Activity -> Print all the entries verbatim.

----------

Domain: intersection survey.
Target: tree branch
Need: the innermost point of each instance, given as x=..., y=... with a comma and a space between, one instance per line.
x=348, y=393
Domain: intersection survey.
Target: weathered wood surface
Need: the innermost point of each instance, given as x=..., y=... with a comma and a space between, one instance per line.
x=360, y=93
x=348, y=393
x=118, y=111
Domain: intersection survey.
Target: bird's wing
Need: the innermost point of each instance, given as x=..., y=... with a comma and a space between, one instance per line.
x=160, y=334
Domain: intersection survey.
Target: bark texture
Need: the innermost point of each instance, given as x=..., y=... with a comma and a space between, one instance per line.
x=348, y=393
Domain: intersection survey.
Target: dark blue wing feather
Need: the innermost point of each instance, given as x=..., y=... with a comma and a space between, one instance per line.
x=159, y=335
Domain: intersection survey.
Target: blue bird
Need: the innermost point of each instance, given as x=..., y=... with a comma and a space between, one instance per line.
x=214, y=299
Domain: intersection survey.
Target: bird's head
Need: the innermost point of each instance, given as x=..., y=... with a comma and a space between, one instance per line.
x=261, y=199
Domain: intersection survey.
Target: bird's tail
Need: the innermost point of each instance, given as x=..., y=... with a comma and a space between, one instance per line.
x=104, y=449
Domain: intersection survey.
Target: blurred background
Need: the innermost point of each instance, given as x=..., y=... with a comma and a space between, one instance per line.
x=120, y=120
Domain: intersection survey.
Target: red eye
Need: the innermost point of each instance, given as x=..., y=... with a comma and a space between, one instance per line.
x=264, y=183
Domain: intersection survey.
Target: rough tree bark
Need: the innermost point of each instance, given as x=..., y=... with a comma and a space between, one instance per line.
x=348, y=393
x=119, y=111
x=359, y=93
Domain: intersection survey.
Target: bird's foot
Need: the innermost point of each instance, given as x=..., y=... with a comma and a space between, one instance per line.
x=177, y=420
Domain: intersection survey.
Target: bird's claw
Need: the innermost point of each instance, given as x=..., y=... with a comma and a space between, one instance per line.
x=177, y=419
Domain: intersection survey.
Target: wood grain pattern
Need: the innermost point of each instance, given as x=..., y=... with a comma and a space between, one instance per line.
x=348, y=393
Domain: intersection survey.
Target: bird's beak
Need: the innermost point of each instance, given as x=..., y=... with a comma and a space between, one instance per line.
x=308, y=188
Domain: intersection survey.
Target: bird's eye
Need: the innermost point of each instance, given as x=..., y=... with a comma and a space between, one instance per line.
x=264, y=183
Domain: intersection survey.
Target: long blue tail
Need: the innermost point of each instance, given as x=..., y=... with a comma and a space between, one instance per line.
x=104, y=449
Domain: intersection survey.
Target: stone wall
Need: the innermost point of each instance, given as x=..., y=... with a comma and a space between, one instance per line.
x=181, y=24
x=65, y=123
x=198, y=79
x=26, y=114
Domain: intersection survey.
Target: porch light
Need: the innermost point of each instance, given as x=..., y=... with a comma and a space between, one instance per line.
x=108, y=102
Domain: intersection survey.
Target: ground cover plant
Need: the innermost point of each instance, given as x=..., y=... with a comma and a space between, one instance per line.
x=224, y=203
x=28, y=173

----------

Exercise answer ->
Domain: intersection survey.
Target: tree branch
Need: the innermost point of each instance, given as x=..., y=... with a comma and a space between, one instance per line.
x=348, y=393
Domain: intersection survey.
Target: weathered wood surface
Need: the innermost point of each instance, given as x=..., y=... with a comma and a space between, one instance per line.
x=360, y=93
x=348, y=393
x=118, y=111
Domain: intersection survey.
Target: bird's wing
Need: the innermost point of each instance, given as x=..., y=... with a comma and a space between, one instance per line.
x=160, y=334
Domain: intersection survey.
Target: bark texture
Need: the innermost point of each instance, given as x=..., y=... with a comma and a space between, one instance per line.
x=348, y=393
Domain: intersection survey.
Target: dark blue wing feather
Need: the innermost point of each instance, given as x=..., y=... with a comma and a space between, one instance per line.
x=159, y=335
Domain: intersection survey.
Target: blue bird
Need: the innermost point of each instance, given as x=..., y=... with a comma and a space between, one instance per line.
x=214, y=299
Domain: intersection survey.
Target: bird's head
Need: the innermost point of each instance, given as x=..., y=... with a comma and a space between, one instance per line.
x=261, y=199
Domain: intersection survey.
Target: bird's tail
Need: the innermost point of each instance, given as x=..., y=... with a comma and a space between, one instance per line.
x=104, y=449
Domain: intersection survey.
Target: blurred background
Need: the innermost point of each instance, given as x=..., y=... with a comma and a space between, one instance per line.
x=120, y=120
Domain: intersection survey.
Target: red eye
Need: the innermost point of each instance, given as x=..., y=... with a comma and a space between, one instance per line.
x=264, y=183
Domain: intersection survey.
Target: rough tree bark
Need: the innermost point of each instance, given as x=..., y=... with a comma and a space between, one instance per line.
x=348, y=393
x=119, y=111
x=359, y=93
Domain: intersection survey.
Target: bird's foot
Need: the innermost point of each instance, given as x=..., y=... with a comma and a space between, one instance per line.
x=177, y=420
Domain: intersection survey.
Target: bird's claw
Need: the innermost point of each instance, given as x=..., y=... with a comma and a space between, one instance per line.
x=177, y=419
Domain: intersection survey.
Target: wood grain pattern
Need: the innermost point of each instance, given as x=..., y=... with a comma and a space between, one instance per line.
x=348, y=393
Domain: intersection survey.
Target: bird's beak
Need: the innermost point of each instance, given as x=..., y=... with a comma and a space between, one instance per line.
x=308, y=188
Domain: intersection survey.
Target: bird's eye
Need: the innermost point of each instance, given as x=..., y=... with a comma and a space between, one instance per line.
x=264, y=183
Domain: intersection survey.
Target: long blue tail
Need: the innermost point of each instance, given as x=..., y=... with a comma and a space between, one instance per line.
x=104, y=449
Domain: intersection survey.
Target: stone wall
Need: the innermost point of each instance, given as x=..., y=... with a comma and a space between, one instance per line.
x=181, y=24
x=65, y=123
x=198, y=79
x=26, y=114
Domain: intersection survey.
Target: porch light
Need: the innermost point of each instance, given as x=..., y=... with a comma and a space between, one instance per line.
x=108, y=102
Domain: intersection survey.
Target: ground cover plant
Need: the innermost point of each instance, given as x=..., y=... with a comma and a space between, one instance per line.
x=224, y=203
x=28, y=173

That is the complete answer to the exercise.